__SOURCE EXTRACT__
This script demonstrates how to:

1. Download a CSV file (Titanic dataset) from an Amazon S3 bucket.
2. Perform basic calculations (survival rate, average fares by passenger class).
3. Store the results in a local PostgreSQL database.
4. Retrieve and verify the inserted data.


In [None]:
import boto3
import botocore
import csv
from io import StringIO
import psycopg2
import pandas as pd
from dotenv import load_dotenv
import os

load_dotenv()

# Use boto3 library to extract CSV data from AWS S3 bucket and convert it to Python dictionaries

def download_csv_from_s3(bucket_name, object_key):
    s3 = boto3.client('s3', config=botocore.config.Config(signature_version=botocore.UNSIGNED))
    response = s3.get_object(Bucket=bucket_name, Key=object_key)
    content = response['Body'].read().decode('utf-8')
    header, rows = content.split("\n", 1)
    cleaned_header = ",".join(column.strip() for column in header.split(","))
    return csv.DictReader(StringIO(cleaned_header + "\n" + rows))

titanic_csv_content = download_csv_from_s3('data-eng-makers-public-datasets-404544469985', 'etl_bites_04_titanic_dataset.csv')

# Create a Pandas dataframe to display extracted data

df = pd.DataFrame(titanic_csv_content)

# Transform data: calculate survival rate for people in each passenger class

def calculate_survival_rate(pclass):
    passengers_per_class = df[df['Pclass'] == pclass]
    surviving_passengers_per_class = passengers_per_class[passengers_per_class['Survived'] == "1"]
    survival_rate = (len(surviving_passengers_per_class) * 100) / len(passengers_per_class)

__GIVEN PROBLEM__
Write out the Titanic data script again, covering everything from "df = pd.DataFrame(titanic_csv_content)" down to "100) / len(passengers_per_class)", and swap "df" for "titanic_df" throughout that stretch. Rely only on the text above.

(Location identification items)
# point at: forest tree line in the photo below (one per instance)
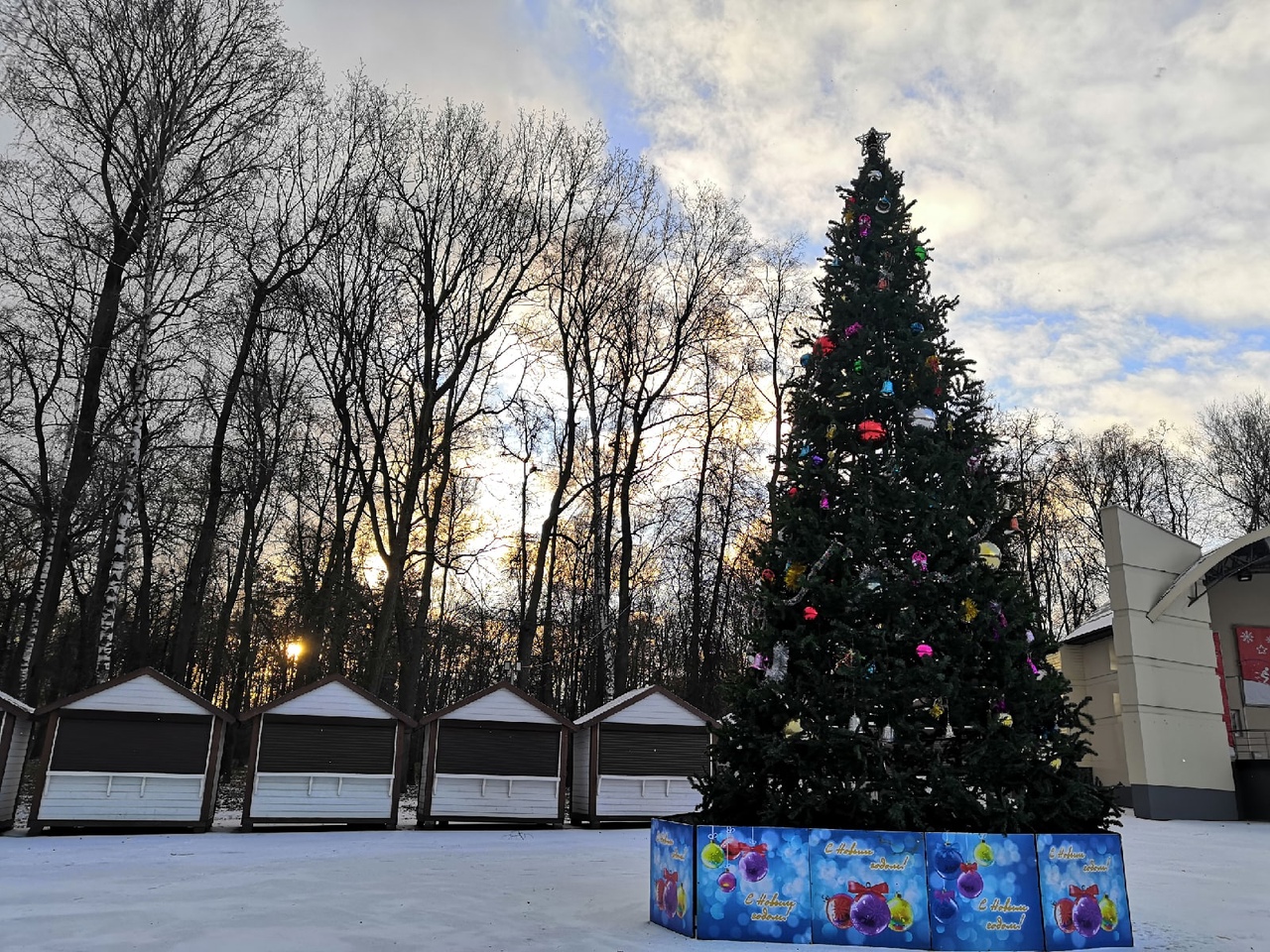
(300, 380)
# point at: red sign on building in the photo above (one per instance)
(1254, 662)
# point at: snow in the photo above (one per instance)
(1193, 887)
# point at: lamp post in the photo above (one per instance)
(294, 651)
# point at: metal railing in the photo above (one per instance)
(1251, 746)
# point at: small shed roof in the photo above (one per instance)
(338, 679)
(634, 697)
(132, 675)
(14, 706)
(493, 688)
(1092, 629)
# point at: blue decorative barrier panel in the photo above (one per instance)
(671, 895)
(955, 892)
(1083, 890)
(983, 892)
(873, 889)
(753, 884)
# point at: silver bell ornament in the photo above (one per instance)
(922, 417)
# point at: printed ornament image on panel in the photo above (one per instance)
(869, 889)
(983, 892)
(761, 889)
(1082, 892)
(671, 893)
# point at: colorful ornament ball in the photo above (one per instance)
(871, 431)
(983, 855)
(712, 856)
(870, 914)
(901, 914)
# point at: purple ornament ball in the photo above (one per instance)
(870, 914)
(944, 905)
(1087, 916)
(753, 867)
(948, 861)
(671, 900)
(970, 885)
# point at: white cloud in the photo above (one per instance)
(1101, 162)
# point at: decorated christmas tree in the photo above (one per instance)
(899, 680)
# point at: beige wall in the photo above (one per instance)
(1171, 703)
(1092, 670)
(1232, 602)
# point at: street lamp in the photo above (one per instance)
(294, 651)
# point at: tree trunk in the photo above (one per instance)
(79, 467)
(204, 540)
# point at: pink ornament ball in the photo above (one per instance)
(753, 867)
(837, 910)
(969, 884)
(870, 914)
(1087, 916)
(1064, 915)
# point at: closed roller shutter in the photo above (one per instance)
(498, 749)
(308, 746)
(157, 744)
(653, 752)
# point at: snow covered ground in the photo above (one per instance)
(1193, 887)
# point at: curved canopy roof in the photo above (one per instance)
(1219, 563)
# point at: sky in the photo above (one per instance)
(1092, 176)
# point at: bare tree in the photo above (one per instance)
(282, 225)
(113, 99)
(1233, 439)
(703, 246)
(780, 294)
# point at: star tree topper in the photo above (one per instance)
(873, 143)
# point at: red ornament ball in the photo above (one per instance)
(1064, 915)
(871, 431)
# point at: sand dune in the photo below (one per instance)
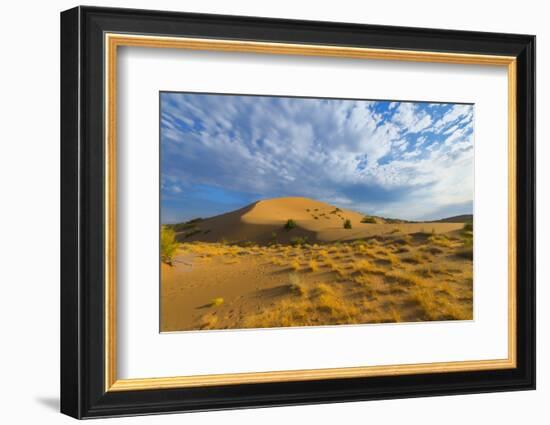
(263, 222)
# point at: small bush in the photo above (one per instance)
(168, 245)
(313, 266)
(216, 302)
(295, 284)
(298, 241)
(368, 219)
(290, 224)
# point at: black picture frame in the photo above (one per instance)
(83, 392)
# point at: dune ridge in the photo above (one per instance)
(263, 222)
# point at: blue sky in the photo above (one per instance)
(409, 160)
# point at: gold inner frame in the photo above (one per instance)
(113, 41)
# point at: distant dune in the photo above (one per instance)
(464, 218)
(264, 221)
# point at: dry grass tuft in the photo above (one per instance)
(403, 278)
(365, 266)
(313, 265)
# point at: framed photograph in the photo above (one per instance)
(261, 212)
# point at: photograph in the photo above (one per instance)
(292, 211)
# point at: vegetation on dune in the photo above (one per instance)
(168, 245)
(368, 219)
(216, 302)
(382, 278)
(290, 224)
(298, 240)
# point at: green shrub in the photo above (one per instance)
(168, 245)
(290, 224)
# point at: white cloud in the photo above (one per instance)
(330, 150)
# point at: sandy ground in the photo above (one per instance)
(393, 277)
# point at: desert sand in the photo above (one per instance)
(247, 269)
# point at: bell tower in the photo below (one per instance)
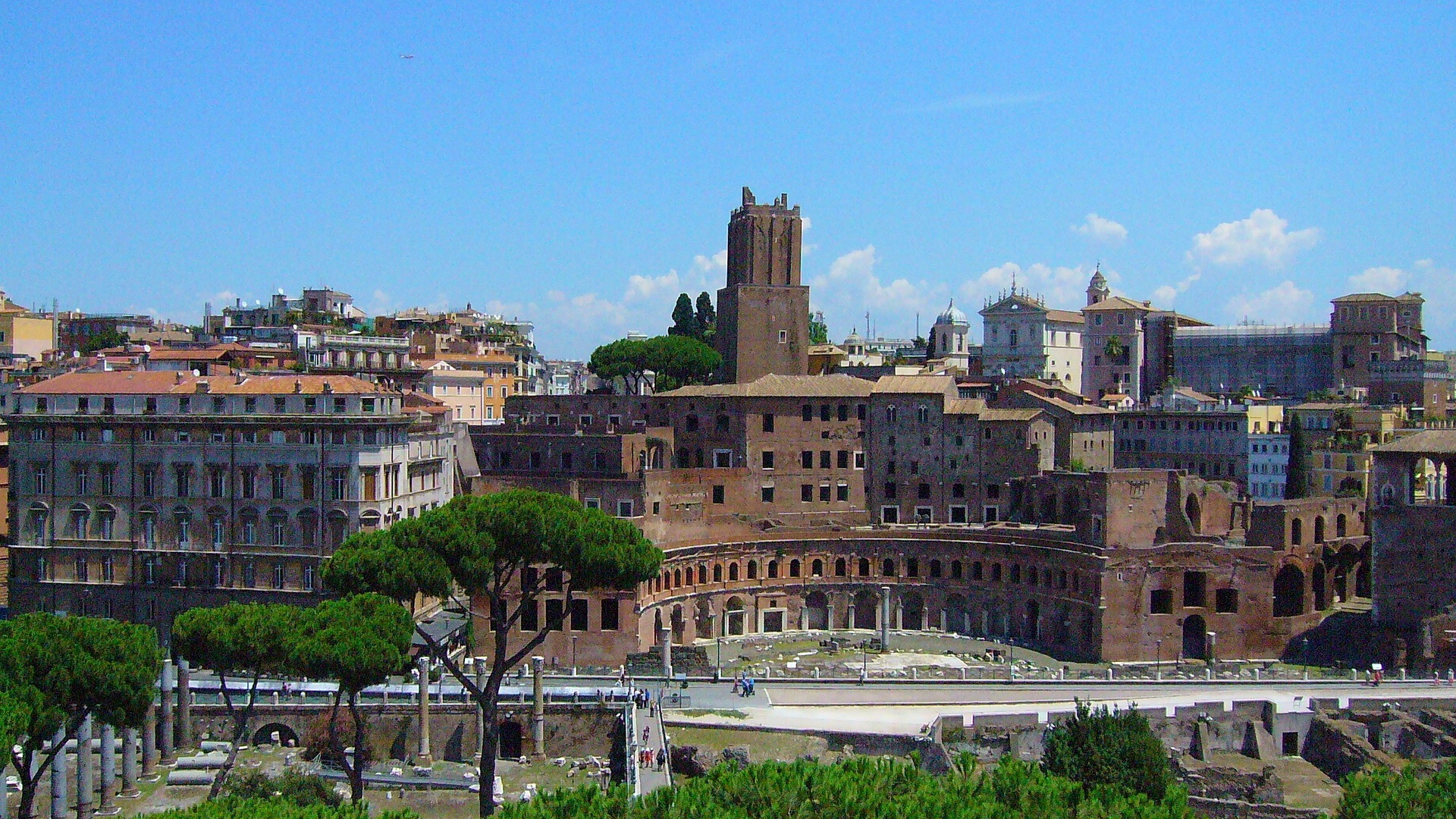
(764, 312)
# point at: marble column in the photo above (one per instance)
(149, 742)
(128, 764)
(168, 733)
(538, 710)
(664, 640)
(85, 771)
(60, 806)
(108, 770)
(422, 755)
(884, 618)
(184, 704)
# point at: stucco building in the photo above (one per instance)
(140, 494)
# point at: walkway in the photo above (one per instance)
(650, 777)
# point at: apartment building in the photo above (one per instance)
(938, 458)
(1235, 442)
(140, 494)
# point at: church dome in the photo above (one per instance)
(952, 315)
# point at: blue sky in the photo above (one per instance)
(577, 164)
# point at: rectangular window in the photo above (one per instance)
(1196, 585)
(1161, 601)
(1226, 601)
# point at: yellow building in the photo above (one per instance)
(24, 333)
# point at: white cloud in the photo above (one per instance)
(1103, 231)
(1389, 280)
(1260, 238)
(1283, 303)
(1164, 297)
(712, 264)
(1063, 287)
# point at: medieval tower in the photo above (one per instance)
(764, 314)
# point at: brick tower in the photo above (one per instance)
(764, 314)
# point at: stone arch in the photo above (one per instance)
(865, 610)
(1289, 592)
(286, 735)
(912, 611)
(1196, 639)
(1033, 627)
(957, 615)
(734, 615)
(816, 608)
(1194, 510)
(1316, 585)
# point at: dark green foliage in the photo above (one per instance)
(819, 328)
(859, 787)
(291, 786)
(1414, 793)
(676, 359)
(357, 642)
(234, 808)
(55, 670)
(478, 548)
(1109, 748)
(1296, 483)
(237, 640)
(685, 319)
(707, 318)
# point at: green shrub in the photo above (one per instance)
(291, 786)
(859, 789)
(1414, 793)
(234, 808)
(1109, 748)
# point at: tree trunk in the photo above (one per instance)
(490, 739)
(360, 757)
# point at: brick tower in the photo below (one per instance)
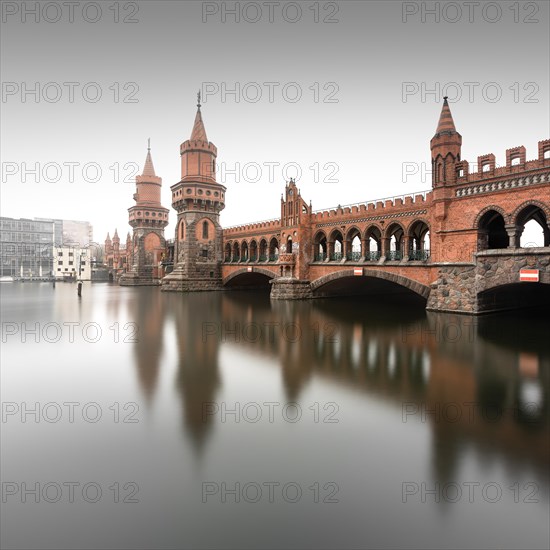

__SOLUTION FOR THIS TASK__
titanic_df = pd.DataFrame(titanic_csv_content)

# Transform data: calculate survival rate for people in each passenger class

def calculate_survival_rate(pclass):
    passengers_per_class = titanic_df[titanic_df['Pclass'] == pclass]
    surviving_passengers_per_class = passengers_per_class[passengers_per_class['Survived'] == "1"]
    survival_rate = (len(surviving_passengers_per_class) * 100) / len(passengers_per_class)